Begin SUPPLIED DATA
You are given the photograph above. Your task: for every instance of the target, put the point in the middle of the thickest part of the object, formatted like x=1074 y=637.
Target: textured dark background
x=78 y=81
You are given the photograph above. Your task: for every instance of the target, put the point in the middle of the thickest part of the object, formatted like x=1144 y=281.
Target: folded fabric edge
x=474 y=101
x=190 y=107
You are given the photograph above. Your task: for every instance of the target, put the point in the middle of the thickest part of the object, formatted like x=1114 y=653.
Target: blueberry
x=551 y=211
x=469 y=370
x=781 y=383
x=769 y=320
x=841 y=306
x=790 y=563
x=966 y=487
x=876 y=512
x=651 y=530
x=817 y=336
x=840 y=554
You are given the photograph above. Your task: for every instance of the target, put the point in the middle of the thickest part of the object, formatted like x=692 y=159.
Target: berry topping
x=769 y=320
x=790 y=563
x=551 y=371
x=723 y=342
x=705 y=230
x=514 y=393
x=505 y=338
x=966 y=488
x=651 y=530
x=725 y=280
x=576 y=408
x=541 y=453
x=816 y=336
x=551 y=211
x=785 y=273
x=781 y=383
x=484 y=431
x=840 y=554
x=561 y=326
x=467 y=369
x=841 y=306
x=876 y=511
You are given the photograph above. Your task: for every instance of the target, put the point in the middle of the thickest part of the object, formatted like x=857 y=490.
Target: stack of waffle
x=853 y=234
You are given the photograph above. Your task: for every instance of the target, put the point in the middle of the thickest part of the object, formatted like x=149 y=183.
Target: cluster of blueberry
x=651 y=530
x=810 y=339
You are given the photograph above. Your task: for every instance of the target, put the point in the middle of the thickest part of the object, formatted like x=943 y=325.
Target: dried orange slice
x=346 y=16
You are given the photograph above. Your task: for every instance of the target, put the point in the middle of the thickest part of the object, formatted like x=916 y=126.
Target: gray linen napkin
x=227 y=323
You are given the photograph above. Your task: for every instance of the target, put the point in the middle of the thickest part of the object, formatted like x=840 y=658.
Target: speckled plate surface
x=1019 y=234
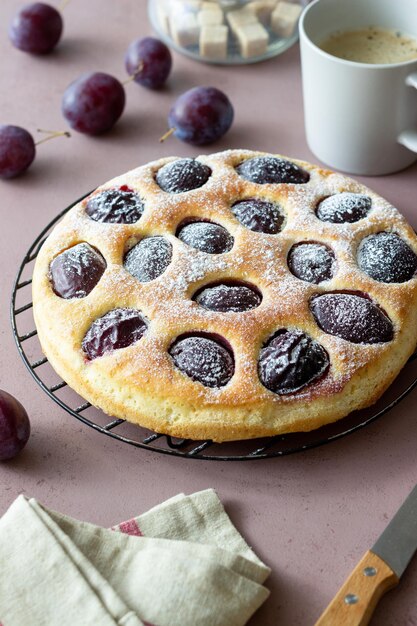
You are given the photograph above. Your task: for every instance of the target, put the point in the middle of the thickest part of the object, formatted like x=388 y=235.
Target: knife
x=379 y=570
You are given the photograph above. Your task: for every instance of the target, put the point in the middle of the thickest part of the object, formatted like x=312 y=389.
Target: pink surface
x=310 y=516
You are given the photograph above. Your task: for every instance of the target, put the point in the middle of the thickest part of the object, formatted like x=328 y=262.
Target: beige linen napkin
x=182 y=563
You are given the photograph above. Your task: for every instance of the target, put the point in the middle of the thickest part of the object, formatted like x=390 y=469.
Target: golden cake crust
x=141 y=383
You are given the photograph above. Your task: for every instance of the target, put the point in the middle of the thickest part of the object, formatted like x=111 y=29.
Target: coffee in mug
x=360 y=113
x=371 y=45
End SUPPLIED DATA
Begin SUPPLIED DATA
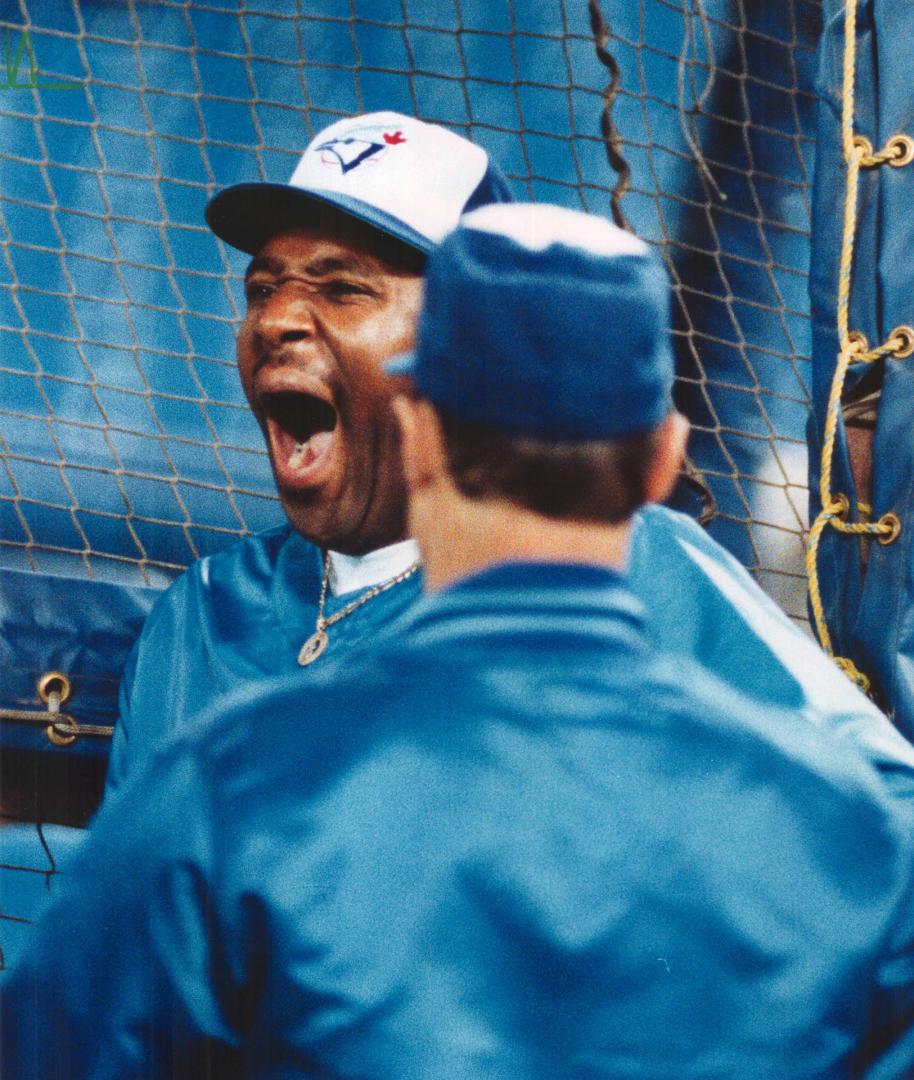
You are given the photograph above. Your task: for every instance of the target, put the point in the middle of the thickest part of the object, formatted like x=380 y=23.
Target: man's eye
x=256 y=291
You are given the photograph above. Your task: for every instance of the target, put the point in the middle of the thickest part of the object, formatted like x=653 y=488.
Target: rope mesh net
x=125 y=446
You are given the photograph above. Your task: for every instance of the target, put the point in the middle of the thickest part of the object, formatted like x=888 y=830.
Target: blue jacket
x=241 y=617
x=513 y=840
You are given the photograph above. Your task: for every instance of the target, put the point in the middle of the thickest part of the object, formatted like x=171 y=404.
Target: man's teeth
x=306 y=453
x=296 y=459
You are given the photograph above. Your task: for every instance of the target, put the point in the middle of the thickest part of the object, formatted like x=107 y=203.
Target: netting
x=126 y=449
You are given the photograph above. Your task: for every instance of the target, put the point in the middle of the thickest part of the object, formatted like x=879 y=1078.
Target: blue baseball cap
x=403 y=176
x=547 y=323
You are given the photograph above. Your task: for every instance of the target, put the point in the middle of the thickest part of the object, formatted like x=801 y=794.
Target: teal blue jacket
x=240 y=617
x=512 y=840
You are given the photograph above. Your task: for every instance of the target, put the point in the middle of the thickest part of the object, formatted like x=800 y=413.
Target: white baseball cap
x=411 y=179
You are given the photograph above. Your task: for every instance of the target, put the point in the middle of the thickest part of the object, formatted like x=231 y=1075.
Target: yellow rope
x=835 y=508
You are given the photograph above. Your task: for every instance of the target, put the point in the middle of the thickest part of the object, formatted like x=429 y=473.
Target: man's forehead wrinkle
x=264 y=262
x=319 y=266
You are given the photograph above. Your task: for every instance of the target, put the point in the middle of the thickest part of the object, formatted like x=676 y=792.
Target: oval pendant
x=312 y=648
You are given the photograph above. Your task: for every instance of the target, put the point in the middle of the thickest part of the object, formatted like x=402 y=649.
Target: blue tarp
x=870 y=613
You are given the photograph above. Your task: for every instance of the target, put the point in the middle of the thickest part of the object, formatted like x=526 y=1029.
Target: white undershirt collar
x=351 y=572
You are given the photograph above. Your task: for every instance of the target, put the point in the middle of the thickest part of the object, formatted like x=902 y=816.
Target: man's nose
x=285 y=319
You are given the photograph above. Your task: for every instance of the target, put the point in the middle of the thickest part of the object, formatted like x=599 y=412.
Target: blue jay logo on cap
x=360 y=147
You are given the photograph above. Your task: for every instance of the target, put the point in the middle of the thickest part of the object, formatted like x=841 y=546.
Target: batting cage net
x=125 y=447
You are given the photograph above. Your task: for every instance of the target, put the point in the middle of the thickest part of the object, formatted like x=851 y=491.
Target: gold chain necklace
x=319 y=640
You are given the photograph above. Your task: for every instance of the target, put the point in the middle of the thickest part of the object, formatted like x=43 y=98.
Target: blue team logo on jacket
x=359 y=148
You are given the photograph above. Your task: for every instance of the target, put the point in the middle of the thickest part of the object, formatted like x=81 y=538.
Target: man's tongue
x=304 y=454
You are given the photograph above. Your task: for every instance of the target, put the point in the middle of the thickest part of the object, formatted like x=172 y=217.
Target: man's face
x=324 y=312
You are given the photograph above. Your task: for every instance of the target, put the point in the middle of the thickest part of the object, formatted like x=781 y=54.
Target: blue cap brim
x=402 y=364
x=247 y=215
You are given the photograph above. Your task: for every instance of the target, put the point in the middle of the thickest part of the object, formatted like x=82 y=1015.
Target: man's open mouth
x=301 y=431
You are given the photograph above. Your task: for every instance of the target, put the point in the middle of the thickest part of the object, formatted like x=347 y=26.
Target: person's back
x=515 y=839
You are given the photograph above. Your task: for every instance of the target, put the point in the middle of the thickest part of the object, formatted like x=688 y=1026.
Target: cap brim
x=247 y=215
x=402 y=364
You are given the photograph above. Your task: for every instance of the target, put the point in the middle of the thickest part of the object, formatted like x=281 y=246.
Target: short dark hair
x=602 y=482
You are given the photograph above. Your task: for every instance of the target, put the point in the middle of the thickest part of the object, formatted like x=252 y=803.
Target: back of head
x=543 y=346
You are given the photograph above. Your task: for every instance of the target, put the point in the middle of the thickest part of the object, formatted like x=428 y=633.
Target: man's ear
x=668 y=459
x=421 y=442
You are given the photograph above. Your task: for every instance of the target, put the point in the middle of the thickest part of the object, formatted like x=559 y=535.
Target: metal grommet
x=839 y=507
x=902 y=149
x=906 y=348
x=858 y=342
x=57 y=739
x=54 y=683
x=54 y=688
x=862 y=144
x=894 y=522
End SUPPLIED DATA
Begin SUPPLIED DATA
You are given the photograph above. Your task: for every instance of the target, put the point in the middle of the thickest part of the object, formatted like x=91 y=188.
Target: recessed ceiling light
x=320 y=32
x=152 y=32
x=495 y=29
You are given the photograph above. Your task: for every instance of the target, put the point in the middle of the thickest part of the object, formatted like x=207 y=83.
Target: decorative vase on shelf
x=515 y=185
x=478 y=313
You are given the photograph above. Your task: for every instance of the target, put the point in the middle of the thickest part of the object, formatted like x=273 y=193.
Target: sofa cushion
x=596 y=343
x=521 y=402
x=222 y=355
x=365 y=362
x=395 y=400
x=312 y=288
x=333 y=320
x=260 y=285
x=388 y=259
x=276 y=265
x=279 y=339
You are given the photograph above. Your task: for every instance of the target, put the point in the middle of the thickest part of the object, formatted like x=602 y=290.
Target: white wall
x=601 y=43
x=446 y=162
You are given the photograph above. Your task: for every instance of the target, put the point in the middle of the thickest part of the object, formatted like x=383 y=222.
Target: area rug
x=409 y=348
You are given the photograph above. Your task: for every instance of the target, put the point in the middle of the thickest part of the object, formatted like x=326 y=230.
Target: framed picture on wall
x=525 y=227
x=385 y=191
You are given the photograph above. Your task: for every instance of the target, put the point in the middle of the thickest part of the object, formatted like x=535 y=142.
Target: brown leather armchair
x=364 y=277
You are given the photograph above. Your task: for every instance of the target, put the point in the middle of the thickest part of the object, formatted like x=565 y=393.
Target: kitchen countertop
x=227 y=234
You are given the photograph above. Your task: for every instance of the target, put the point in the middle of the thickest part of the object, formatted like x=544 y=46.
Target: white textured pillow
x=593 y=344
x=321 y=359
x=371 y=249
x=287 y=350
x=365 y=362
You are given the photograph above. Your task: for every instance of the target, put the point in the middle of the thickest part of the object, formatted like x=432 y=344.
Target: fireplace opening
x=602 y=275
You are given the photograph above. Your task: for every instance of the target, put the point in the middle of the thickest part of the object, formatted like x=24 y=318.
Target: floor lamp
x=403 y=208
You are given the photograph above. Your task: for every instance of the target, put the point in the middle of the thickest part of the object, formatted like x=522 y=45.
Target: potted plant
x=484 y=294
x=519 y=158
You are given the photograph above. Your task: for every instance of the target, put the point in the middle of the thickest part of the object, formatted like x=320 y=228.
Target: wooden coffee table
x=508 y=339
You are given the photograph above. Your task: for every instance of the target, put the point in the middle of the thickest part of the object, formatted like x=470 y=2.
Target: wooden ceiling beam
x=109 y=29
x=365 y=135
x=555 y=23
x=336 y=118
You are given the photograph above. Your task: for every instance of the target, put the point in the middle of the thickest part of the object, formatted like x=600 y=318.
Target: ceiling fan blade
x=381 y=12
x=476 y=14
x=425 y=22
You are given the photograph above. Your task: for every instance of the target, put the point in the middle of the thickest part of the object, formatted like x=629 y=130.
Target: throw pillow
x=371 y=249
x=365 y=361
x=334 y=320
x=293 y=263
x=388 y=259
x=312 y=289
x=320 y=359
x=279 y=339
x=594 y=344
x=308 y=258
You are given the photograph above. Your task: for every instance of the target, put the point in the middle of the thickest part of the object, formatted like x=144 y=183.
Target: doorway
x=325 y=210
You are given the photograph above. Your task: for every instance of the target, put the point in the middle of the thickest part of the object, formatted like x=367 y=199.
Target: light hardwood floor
End SUPPLIED DATA
YOUR OBJECTIVE ->
Output the lines of the listing above as a JSON list of strings, one string per line and leaving out blank lines, beginning at the line that contains "like x=801 y=794." and stopping after the line that contains "x=285 y=319".

ANSWER FOR THE TASK ->
[
  "You are given the photograph above. Your task: for every instance of the target, put the point in the middle of the thickest part of the object, formatted like x=801 y=794.",
  "Target: teal blue jacket",
  "x=240 y=617",
  "x=512 y=840",
  "You are given the photograph above. Your task: for every instance of the target, put the point in the middle of the thickest part of the object, formatted like x=800 y=413.",
  "Target: white baseball cap",
  "x=411 y=179",
  "You are given the photograph above. Your task: for every instance of the target, put the point in the middle of the thickest part of the object, formatted like x=231 y=1075.",
  "Target: yellow rope",
  "x=835 y=508",
  "You are given the photograph above. Your task: for every instance of the target, put the point in the middle of the thickest part of the object, formatted like x=429 y=473.",
  "Target: man's forehead wrinkle",
  "x=264 y=262",
  "x=319 y=266",
  "You are given the photograph above. Your task: for every instance of the target, put the point in the middle of the thickest part of the object, formatted like x=676 y=792.",
  "Target: oval pendant",
  "x=312 y=648",
  "You are given the photograph above. Your task: for every instance of the target, put the point in the middle of the thickest part of the object, formatted like x=402 y=649.",
  "Target: blue tarp",
  "x=870 y=613",
  "You are given the photograph above. Your task: for every instance of the target, put the point in the middle of the thickest part of the object, formatted like x=526 y=1029.",
  "Target: white undershirt collar",
  "x=351 y=572",
  "You are given the photograph above. Your task: for every instance of the target, put the point in the middle of the thickest part of the object, formatted like x=902 y=816.",
  "Target: man's nose",
  "x=285 y=319"
]